Work instructions: Copy out every row below word for word, leaving the pictures out.
----
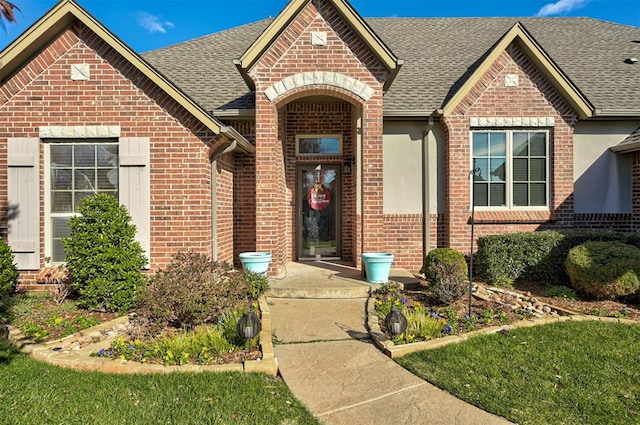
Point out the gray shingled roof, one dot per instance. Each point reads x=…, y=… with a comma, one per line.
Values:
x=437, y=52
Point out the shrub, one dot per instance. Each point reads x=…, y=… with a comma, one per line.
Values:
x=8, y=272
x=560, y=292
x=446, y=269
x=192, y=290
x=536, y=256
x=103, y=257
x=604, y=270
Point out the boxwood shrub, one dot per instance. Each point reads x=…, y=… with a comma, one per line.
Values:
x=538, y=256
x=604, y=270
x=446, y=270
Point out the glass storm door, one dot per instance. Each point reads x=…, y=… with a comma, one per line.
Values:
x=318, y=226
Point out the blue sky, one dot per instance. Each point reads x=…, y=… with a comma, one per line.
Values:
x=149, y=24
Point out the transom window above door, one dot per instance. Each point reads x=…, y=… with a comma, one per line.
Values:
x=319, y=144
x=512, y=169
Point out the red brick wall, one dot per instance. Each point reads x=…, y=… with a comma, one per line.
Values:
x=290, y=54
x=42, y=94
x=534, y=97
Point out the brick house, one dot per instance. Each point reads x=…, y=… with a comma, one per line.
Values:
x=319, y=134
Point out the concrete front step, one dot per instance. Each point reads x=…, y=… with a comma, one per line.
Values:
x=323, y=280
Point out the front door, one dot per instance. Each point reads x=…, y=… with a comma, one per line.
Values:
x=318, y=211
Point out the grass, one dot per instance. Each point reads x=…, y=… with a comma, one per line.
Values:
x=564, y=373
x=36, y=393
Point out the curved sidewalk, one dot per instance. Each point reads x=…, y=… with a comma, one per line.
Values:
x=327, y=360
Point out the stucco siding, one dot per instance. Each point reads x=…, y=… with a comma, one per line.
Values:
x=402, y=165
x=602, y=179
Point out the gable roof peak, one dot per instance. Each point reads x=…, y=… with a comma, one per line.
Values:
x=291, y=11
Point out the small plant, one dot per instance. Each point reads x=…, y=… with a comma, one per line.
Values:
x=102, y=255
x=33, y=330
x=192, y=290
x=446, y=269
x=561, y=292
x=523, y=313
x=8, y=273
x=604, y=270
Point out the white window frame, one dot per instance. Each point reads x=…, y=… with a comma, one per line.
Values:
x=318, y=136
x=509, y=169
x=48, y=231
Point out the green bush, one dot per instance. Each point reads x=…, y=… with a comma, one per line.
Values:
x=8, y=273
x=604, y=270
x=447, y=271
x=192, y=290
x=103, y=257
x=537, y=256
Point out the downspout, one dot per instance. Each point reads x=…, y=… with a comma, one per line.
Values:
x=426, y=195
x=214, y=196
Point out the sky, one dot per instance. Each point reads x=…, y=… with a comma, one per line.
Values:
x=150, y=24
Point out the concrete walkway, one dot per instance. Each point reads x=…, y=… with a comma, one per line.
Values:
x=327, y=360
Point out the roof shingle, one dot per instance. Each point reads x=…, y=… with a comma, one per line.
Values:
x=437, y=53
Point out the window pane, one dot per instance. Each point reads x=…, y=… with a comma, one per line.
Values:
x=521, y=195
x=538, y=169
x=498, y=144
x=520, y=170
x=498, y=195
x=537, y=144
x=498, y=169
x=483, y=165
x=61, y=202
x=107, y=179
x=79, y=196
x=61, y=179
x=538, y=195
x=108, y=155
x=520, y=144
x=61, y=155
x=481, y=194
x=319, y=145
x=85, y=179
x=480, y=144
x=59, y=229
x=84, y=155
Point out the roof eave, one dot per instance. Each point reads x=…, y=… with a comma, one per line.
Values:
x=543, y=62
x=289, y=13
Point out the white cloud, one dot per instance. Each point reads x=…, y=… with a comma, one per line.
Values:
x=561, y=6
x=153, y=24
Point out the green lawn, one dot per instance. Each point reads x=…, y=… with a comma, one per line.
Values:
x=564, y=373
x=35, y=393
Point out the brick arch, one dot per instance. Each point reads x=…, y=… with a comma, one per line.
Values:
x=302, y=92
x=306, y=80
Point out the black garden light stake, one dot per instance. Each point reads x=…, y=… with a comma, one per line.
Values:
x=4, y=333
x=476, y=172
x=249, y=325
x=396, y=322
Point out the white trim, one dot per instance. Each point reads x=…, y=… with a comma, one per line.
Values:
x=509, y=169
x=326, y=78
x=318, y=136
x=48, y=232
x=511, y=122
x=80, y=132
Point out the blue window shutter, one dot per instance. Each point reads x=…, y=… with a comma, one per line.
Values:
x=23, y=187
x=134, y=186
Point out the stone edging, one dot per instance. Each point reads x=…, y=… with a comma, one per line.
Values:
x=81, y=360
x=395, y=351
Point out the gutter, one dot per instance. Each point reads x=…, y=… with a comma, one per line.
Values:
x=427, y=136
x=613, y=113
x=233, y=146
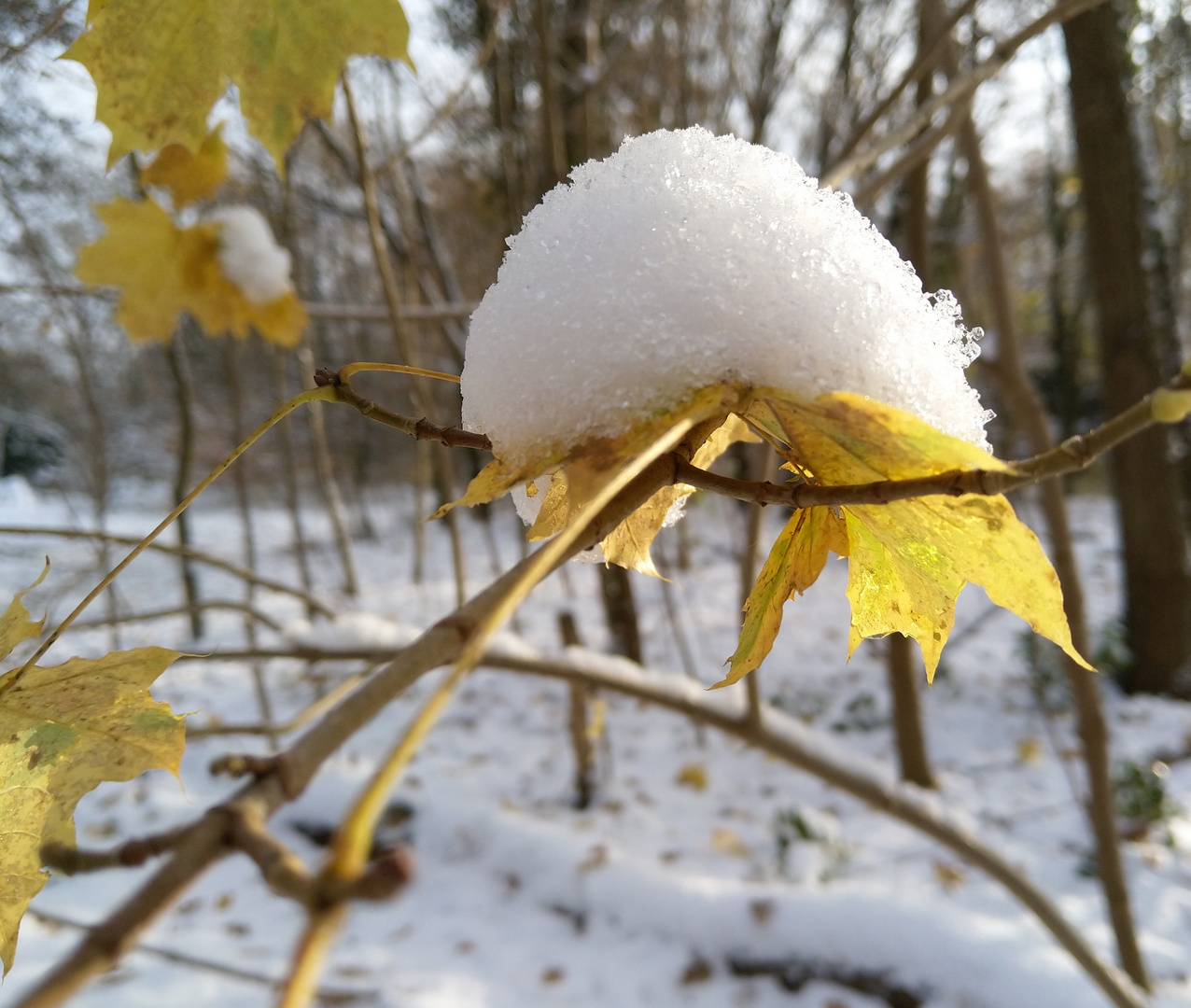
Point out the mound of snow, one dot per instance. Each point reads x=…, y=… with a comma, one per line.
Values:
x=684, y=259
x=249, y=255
----
Solution for this task:
Point out the gray shingled roof, one dot per instance. Each point reads x=…, y=… with a comma, one per line.
Values:
x=437, y=52
Point out the shrub, one dot per instance. Each point reads x=…, y=… with a comma, one per line.
Values:
x=8, y=272
x=560, y=292
x=446, y=269
x=192, y=290
x=536, y=256
x=103, y=257
x=604, y=270
Point out the boxwood shrub, one dot per instance. Each point reads x=…, y=… with a comma, one per line.
Values:
x=538, y=256
x=604, y=270
x=446, y=270
Point out the glass storm door, one dot per instance. Each point reads x=…, y=… with a comma, one per line.
Values:
x=318, y=226
Point out the blue sky, one dot per instance. Each point reads x=…, y=… with a comma, one per line.
Values:
x=149, y=24
Point out the transom window above door, one dot per instance. Each point reads x=…, y=… with a comma, one per line.
Values:
x=319, y=144
x=512, y=169
Point out the red brick wall, one dot per instance. Each point reads x=…, y=… with a comma, one per line.
Values:
x=290, y=54
x=42, y=94
x=534, y=97
Point out the brick house, one dot per instance. Each point reads x=…, y=… with a comma, one per line.
Values:
x=319, y=134
Point out the concrete front step, one dot per instance. Each point reads x=…, y=… with a comma, one per line.
Values:
x=323, y=280
Point out the front door, one dot per instance. Each point reads x=…, y=… with a comma, one per line.
Values:
x=318, y=211
Point out the grass, one dot per instance. Each point reads x=…, y=… with a comma, one per line.
Values:
x=564, y=373
x=36, y=393
Point out the curved sidewalk, one dot per instance. Each point reads x=…, y=… with a comma, one per line.
Values:
x=327, y=360
Point out the stucco siding, one dot per instance. Each point reads x=…, y=… with a comma, one per line.
Values:
x=402, y=165
x=602, y=179
Point out the gable roof peak, one dot per instance. Each point reads x=…, y=… with a comma, one per line.
Values:
x=291, y=11
Point out the small plant, one dot per instance. Each point reads x=…, y=… with a comma, one per line.
Values:
x=102, y=255
x=33, y=330
x=192, y=290
x=446, y=269
x=561, y=292
x=523, y=313
x=8, y=273
x=604, y=270
Point out the white window frame, one dot per instance. Each point reads x=…, y=… with a comma, one per line.
Values:
x=318, y=136
x=509, y=169
x=48, y=231
Point out the green bush, one dot per instance. Each point reads x=…, y=… with a comma, one per line.
Values:
x=8, y=273
x=604, y=270
x=447, y=271
x=192, y=290
x=103, y=257
x=537, y=256
Point out the downspout, one dot per instance. Each point reads x=…, y=… with a comma, one per line.
Values:
x=426, y=195
x=214, y=196
Point out the sky, one dot per instance. Each point reads x=…, y=… with a comma, one per line.
Values:
x=150, y=24
Point out the concrete walkway, one dot per instance. Each point reads x=…, y=… with a comma, one per line.
Values:
x=327, y=360
Point out the roof shingle, one dot per instance. Each point reads x=…, y=… with a comma, one per line.
Values:
x=437, y=53
Point out the window pane, one dot per instance. Each point reads x=…, y=… with a comma, one per line.
Values:
x=521, y=195
x=538, y=169
x=498, y=144
x=520, y=170
x=498, y=195
x=537, y=144
x=498, y=169
x=483, y=165
x=61, y=202
x=107, y=179
x=79, y=196
x=61, y=179
x=538, y=195
x=108, y=155
x=520, y=144
x=61, y=155
x=481, y=194
x=319, y=145
x=85, y=179
x=480, y=144
x=59, y=229
x=84, y=155
Point out the roof eave, one dot per instance. Each point reads x=…, y=… with a comma, one per line.
Values:
x=543, y=62
x=289, y=13
Point out the white cloud, one dot per instance. Each point reads x=…, y=… with a comma, one per line.
Values:
x=561, y=6
x=153, y=24
Point out the green lawn, one dot per instance. Each point reads x=…, y=… with a comma, one per line.
Values:
x=564, y=373
x=35, y=393
Point out the brick arch, one dot per instance. Each point reads x=…, y=… with a comma, one per line.
Values:
x=302, y=92
x=306, y=80
Point out the black garden light stake, one dot per instance. Each point reads x=…, y=… with a comma, one per line.
Values:
x=4, y=333
x=476, y=172
x=249, y=325
x=396, y=322
Point out the white trim, one dot per instance. Each point reads x=…, y=… with a comma, one per line.
Values:
x=509, y=169
x=326, y=78
x=318, y=136
x=48, y=232
x=511, y=122
x=80, y=132
Point out the blue window shutter, one dot per instance. Each point reads x=…, y=… with a comma, one per line.
Values:
x=23, y=187
x=134, y=186
Point out the stone edging, one dot per instance. Each point reads x=…, y=… with a comma, one per line.
Values:
x=81, y=360
x=395, y=351
Point out the gutter, one dot per instance. Each point reads x=…, y=… with a comma, one per line.
Values:
x=427, y=136
x=613, y=113
x=233, y=146
Point out the mound of snow, one dot per instance. Each point reads x=…, y=… with a comma, one per line.
Values:
x=684, y=259
x=249, y=255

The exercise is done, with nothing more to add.